# [Image-grounded pointing data]
>>>
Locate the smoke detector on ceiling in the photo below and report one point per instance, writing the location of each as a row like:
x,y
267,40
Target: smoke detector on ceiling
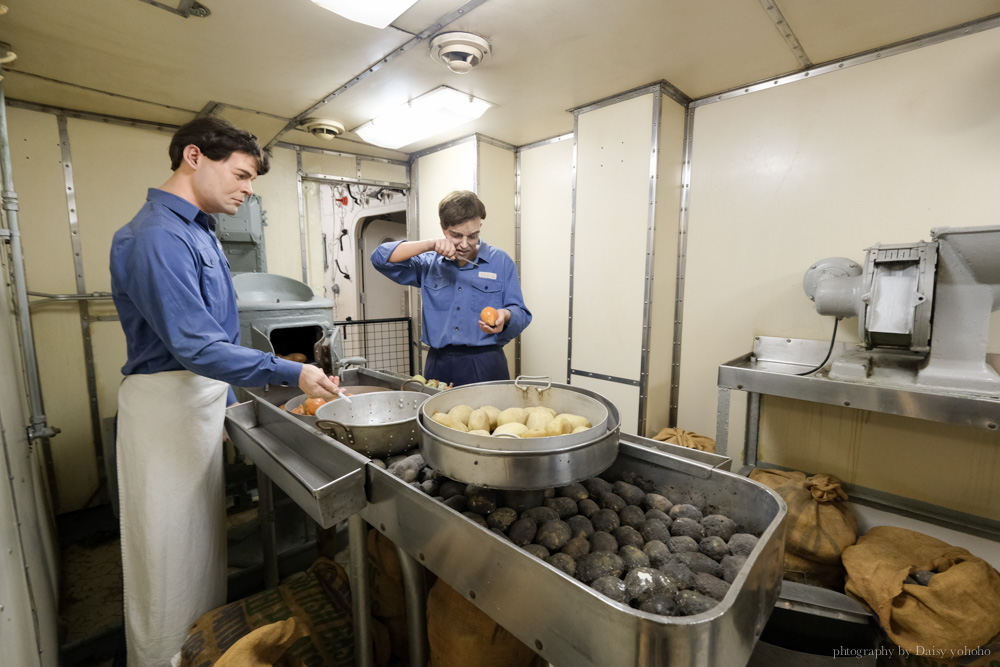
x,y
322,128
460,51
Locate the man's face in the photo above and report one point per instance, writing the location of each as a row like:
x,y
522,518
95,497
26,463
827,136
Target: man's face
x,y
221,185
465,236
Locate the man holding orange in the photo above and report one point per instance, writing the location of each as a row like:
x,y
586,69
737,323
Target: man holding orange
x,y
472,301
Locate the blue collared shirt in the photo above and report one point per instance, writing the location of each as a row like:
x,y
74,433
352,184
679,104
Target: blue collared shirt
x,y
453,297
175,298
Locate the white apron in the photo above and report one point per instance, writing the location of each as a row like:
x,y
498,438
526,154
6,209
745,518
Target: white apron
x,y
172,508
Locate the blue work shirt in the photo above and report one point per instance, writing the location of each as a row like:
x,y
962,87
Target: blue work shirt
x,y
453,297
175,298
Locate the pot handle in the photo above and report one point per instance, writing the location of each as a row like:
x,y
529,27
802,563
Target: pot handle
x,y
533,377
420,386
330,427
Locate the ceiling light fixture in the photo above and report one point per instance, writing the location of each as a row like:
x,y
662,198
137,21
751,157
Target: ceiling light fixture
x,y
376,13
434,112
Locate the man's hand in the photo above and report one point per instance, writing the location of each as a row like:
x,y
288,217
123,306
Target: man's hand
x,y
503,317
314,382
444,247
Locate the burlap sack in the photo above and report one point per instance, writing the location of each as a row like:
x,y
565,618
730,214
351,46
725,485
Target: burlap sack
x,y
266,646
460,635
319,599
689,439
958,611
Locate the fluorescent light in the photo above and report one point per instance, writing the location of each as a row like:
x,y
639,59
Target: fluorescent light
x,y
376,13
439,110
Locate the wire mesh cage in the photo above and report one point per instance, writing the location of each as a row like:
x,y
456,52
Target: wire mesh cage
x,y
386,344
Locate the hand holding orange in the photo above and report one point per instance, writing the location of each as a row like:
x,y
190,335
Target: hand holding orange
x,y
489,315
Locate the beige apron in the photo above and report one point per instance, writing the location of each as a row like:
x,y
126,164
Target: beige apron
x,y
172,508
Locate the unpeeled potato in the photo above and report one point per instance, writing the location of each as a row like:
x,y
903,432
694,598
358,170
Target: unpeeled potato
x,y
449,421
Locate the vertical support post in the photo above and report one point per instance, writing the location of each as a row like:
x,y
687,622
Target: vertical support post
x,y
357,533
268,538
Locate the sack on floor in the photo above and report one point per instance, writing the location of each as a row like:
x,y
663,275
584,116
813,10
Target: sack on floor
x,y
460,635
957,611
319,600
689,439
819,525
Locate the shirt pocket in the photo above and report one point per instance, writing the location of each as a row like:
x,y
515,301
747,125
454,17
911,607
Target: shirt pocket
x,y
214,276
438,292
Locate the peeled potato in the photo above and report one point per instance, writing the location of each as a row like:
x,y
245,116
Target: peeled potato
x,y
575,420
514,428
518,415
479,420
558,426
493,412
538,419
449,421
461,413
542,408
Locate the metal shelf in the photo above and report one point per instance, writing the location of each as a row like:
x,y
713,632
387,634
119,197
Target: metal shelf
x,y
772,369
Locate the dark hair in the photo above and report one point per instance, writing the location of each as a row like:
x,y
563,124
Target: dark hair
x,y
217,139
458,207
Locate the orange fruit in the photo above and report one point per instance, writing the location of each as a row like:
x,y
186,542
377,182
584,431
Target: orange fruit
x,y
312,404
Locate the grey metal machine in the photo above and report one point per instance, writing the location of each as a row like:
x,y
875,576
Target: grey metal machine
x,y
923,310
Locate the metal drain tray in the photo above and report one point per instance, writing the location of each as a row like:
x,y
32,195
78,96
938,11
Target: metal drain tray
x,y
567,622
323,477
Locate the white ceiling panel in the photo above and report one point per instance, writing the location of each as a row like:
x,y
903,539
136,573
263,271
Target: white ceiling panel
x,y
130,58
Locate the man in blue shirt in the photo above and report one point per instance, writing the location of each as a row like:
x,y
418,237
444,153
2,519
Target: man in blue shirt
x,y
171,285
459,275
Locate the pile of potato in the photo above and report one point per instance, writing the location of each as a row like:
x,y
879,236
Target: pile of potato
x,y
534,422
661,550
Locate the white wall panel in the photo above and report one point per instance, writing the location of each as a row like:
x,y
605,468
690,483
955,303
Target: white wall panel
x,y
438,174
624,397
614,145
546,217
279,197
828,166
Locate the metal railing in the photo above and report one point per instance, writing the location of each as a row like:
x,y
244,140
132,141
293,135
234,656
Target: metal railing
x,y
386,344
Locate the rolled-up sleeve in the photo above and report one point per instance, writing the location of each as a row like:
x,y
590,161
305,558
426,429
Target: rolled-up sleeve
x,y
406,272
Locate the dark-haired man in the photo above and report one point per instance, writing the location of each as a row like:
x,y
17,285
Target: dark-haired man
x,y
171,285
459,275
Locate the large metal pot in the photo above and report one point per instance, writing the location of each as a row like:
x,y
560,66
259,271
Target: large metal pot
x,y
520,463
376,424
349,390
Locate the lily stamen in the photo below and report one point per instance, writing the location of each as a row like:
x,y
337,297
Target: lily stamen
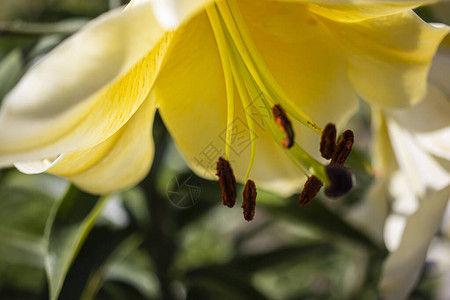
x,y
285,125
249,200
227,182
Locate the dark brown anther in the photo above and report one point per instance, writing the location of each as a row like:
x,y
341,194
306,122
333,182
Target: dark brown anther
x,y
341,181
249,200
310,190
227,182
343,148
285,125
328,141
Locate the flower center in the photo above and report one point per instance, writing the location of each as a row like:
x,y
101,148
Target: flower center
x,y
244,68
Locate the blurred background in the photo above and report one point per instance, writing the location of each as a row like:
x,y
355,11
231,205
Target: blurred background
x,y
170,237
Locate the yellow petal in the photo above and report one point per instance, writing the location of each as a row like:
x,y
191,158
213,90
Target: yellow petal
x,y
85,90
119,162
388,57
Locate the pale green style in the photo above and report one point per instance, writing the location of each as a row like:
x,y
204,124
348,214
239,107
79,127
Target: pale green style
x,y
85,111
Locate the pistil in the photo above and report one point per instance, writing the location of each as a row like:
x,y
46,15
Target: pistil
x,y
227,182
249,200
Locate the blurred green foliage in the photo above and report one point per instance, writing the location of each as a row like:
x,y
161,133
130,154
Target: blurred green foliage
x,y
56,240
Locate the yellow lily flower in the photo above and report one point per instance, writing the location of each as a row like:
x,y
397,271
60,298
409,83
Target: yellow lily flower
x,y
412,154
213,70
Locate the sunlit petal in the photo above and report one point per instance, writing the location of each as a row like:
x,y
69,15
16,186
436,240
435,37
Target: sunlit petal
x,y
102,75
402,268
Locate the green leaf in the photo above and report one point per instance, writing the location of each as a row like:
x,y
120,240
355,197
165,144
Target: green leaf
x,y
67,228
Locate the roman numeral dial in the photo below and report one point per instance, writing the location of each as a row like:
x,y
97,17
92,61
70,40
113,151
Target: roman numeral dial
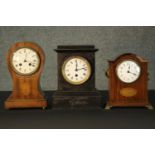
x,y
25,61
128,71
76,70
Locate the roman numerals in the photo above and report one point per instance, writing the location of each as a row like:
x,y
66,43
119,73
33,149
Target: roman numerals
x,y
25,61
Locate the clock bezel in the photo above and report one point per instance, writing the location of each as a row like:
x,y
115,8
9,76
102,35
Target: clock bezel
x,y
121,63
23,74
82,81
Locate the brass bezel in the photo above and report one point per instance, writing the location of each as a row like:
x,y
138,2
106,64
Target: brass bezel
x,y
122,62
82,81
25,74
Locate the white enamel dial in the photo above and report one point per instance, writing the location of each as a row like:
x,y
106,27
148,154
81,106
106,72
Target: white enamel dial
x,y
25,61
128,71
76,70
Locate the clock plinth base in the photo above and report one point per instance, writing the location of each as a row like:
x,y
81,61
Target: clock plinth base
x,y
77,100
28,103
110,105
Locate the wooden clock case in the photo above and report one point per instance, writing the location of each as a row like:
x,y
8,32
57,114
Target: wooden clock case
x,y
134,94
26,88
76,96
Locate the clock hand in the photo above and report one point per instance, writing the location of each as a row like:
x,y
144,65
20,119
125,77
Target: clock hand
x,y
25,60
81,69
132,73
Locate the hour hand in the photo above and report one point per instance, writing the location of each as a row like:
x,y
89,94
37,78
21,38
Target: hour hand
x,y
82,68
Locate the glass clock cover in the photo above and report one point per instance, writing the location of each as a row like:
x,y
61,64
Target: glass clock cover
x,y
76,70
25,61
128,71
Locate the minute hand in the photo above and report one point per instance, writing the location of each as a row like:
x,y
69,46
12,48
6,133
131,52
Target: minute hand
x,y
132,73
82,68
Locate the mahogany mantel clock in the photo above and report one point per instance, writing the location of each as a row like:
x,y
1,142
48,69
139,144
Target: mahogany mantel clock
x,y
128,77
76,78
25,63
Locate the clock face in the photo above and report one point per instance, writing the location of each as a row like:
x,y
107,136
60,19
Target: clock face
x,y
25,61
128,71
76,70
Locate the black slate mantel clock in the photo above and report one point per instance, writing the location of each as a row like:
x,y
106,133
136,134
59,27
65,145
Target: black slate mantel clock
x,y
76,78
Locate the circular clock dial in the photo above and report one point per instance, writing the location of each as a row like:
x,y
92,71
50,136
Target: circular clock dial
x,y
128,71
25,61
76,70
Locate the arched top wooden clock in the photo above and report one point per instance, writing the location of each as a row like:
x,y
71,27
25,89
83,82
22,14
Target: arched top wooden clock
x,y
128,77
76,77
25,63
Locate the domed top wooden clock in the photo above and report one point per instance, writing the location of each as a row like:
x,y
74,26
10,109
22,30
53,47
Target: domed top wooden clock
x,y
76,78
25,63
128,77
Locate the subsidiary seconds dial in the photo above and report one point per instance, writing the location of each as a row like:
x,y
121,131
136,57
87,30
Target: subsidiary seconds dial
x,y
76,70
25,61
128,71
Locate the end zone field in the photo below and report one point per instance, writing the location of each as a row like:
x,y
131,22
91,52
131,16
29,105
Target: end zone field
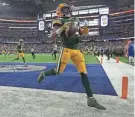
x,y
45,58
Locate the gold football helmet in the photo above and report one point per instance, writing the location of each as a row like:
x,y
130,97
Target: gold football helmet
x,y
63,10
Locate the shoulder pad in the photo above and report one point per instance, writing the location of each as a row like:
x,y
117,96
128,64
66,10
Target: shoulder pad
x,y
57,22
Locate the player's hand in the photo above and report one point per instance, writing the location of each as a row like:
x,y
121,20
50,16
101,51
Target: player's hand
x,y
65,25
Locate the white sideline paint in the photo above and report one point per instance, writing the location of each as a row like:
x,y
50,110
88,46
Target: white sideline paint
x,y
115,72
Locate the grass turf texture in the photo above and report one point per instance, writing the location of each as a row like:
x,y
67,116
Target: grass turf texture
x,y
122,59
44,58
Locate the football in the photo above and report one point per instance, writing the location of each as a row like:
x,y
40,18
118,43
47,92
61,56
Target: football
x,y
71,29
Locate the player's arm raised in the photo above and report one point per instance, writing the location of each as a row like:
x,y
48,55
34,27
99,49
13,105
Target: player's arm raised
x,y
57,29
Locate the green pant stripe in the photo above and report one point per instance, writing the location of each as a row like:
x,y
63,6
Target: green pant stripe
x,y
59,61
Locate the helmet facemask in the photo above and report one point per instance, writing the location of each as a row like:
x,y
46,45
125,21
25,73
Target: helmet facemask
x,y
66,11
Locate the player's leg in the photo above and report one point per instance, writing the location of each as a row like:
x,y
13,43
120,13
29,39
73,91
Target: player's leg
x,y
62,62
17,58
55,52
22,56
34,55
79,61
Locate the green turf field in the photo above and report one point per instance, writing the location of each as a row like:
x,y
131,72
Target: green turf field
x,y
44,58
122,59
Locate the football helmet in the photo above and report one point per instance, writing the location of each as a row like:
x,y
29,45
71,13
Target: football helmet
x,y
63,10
<<<
# [DESCRIPTION OF THE TASK]
In the entries above, find lines with "below" and copy each.

# [ANSWER FOR THIS EXERCISE]
Locate the smoke detector on ceiling in the photo below and report one point per instance, writing the location of each as a row like:
Locate the lily stamen in the photo below and report one point per instance, writing the location of each as a row like:
Locate the roman numeral dial in the photo below and report one point per instance, writing the location of each as a row like:
Locate the end zone field in the photo below and report one point per instance, writing the location of each as a row like:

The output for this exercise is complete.